Only the lines from the one containing "Target: black camera bag" through the end of the entries should be repeated, exactly as they appear, first and last included.

----

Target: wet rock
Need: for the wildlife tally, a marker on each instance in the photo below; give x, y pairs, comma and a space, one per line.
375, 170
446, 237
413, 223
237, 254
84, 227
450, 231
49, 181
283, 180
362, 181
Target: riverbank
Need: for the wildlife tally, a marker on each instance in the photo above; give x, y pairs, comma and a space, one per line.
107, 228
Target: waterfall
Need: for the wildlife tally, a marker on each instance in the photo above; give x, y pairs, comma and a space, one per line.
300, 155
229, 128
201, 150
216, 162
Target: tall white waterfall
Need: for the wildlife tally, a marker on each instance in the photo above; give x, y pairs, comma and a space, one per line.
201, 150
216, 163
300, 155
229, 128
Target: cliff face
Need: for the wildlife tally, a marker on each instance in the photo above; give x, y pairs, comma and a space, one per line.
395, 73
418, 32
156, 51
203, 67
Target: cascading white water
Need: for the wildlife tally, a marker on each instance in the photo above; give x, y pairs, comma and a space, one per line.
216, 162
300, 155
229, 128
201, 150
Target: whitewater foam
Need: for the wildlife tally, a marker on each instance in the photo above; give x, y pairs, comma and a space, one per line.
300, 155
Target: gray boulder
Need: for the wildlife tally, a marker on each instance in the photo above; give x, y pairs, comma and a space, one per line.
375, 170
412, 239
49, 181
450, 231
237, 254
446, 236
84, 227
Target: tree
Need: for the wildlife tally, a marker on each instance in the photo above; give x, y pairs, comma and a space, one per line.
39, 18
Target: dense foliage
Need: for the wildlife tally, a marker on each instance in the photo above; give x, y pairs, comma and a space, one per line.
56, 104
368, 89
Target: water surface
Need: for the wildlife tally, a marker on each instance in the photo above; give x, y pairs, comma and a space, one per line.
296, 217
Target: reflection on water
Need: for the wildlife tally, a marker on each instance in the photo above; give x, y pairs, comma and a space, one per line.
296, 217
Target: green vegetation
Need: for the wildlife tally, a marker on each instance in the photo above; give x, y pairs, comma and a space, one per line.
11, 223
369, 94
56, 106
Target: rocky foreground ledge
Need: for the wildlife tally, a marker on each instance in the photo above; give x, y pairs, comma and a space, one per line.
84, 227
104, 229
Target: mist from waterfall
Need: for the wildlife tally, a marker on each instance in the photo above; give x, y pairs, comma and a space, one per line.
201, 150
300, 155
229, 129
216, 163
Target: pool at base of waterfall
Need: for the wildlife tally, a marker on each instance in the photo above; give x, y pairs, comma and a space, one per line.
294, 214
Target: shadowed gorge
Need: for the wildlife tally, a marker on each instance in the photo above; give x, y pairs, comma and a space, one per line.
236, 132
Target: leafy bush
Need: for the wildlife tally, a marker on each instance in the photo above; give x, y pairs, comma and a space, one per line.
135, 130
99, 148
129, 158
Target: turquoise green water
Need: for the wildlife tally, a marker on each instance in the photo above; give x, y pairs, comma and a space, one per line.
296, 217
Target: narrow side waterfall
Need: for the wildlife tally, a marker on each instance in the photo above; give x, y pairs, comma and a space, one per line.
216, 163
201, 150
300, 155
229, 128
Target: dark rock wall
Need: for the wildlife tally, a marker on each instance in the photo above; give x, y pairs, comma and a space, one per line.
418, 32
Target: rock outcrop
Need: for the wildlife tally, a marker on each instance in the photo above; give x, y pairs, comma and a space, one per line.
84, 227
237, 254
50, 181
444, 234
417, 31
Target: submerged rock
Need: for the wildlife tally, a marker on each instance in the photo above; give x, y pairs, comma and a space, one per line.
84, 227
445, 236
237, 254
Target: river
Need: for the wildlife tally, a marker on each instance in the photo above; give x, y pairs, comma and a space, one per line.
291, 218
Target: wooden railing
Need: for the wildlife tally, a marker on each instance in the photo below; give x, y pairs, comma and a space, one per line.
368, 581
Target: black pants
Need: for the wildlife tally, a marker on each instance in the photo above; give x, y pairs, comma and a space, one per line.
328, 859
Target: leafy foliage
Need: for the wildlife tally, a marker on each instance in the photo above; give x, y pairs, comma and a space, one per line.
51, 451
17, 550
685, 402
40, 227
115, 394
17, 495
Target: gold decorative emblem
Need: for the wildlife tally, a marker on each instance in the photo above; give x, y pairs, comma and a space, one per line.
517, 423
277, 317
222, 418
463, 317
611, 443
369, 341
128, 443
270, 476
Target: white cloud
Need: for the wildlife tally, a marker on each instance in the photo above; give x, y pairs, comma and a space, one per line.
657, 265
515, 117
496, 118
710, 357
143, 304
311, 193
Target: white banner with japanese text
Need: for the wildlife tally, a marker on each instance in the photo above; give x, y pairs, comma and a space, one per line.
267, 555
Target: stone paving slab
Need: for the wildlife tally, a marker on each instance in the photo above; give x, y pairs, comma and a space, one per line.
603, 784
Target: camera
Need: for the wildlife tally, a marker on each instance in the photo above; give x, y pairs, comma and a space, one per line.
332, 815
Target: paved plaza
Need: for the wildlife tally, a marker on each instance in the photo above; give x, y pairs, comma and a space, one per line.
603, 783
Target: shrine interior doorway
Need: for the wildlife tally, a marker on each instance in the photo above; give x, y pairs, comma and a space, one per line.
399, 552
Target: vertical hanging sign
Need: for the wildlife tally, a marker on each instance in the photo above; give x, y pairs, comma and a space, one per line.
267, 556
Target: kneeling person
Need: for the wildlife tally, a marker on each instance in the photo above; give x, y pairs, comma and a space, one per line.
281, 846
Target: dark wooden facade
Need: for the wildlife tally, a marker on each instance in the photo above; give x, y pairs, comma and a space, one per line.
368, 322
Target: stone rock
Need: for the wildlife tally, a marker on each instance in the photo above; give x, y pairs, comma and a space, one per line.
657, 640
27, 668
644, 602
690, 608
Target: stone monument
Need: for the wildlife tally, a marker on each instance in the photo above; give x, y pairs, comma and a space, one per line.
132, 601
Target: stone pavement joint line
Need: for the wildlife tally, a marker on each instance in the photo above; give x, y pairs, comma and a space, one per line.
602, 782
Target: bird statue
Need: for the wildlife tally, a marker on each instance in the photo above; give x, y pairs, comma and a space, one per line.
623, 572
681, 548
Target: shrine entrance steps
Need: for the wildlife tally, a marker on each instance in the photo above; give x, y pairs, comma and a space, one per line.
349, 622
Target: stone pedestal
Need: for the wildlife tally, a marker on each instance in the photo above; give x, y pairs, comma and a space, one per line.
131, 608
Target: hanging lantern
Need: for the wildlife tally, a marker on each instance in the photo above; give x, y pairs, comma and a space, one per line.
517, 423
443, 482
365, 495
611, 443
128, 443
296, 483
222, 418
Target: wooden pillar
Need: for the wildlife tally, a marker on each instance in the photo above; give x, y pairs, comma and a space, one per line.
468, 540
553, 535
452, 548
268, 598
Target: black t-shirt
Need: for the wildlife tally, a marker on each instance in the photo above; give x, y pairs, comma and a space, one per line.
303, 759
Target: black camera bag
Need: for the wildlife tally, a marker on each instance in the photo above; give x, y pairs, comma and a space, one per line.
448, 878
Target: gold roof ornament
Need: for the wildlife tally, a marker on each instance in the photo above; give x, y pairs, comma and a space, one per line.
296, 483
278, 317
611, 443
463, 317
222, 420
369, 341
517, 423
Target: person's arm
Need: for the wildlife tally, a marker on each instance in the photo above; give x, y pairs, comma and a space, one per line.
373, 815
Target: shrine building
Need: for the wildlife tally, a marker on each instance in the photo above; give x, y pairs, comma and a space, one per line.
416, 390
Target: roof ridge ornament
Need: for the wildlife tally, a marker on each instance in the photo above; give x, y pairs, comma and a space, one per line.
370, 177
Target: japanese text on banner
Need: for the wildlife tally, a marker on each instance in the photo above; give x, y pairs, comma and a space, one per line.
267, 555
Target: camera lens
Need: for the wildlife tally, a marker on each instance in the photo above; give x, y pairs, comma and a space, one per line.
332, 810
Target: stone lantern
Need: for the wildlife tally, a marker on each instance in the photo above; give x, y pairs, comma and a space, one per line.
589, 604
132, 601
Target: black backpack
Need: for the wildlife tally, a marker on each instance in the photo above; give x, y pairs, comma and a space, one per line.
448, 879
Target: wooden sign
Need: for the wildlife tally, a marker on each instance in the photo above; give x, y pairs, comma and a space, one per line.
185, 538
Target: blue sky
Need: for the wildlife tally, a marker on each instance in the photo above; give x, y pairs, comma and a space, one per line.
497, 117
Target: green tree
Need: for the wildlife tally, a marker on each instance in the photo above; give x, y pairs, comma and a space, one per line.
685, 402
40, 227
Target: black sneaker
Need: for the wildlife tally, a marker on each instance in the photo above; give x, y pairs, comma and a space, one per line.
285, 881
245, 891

----

THE RESPONSE →
Target: black camera bag
Need: for the wildlife tally, a marker on each instance in the photo above; give x, y pairs, comma and a space, one per line.
448, 878
Target: gold roof ornament
Need: for the wildlife tally, a marker on each instance in the photo above; give x, y pairs, comma and a space, one per line.
296, 483
278, 317
611, 443
463, 317
222, 420
369, 341
517, 423
Target: person's arm
Need: for the wildlife tally, a marker on each instance in the photo above; give x, y pairs, comma and a space, one per line.
373, 815
Target: shrine building
Need: for the wildlife tally, a marker on each instance in the photo above; give x, y pairs, comma and a space, one per line.
416, 390
Target: roof ridge ornament
Need: for the wildlife tally, a marker on each instance in the photo above; give x, y pairs, comma and a space, one per line.
370, 177
Target: japanese text on banner
Need: for the wildlife tally, a marker on each instance in the photo above; give x, y pairs, comma and a space, one per line.
267, 555
Target: camera lens
Need: for the wildlife tally, a marker on each instance in the photo above; give x, y pairs, comma and a space, one per line.
332, 810
Target: stone lantern
Need: for the wildlife tally, a marker on each instance in the photo above; give x, y pairs, comma and a space, one per line.
589, 604
132, 601
Target: black backpack
Need: for the wildlife tally, a marker on each instance in the photo above; give x, y pairs, comma and a space, one per line.
448, 879
Target: wooden sign
Need: for the wildlife tally, a marker on each instance in the photo above; give x, y pairs, comma and a space, one per line.
185, 538
Target: blue sky
Need: for the wildlife tally, a marker on each instance in the photo above; give x, y pairs, comma and a space, one per line.
497, 117
Target: green tree
Need: for the wildlife tally, a marker on each instance in the photo above; give x, y pairs, comma and a space, one per line.
685, 402
40, 227
Target: black sneaker
Need: for the wildlife tally, a marker on each instance in the photo above; give x, y pairs, comma and a space, one per line.
285, 881
245, 891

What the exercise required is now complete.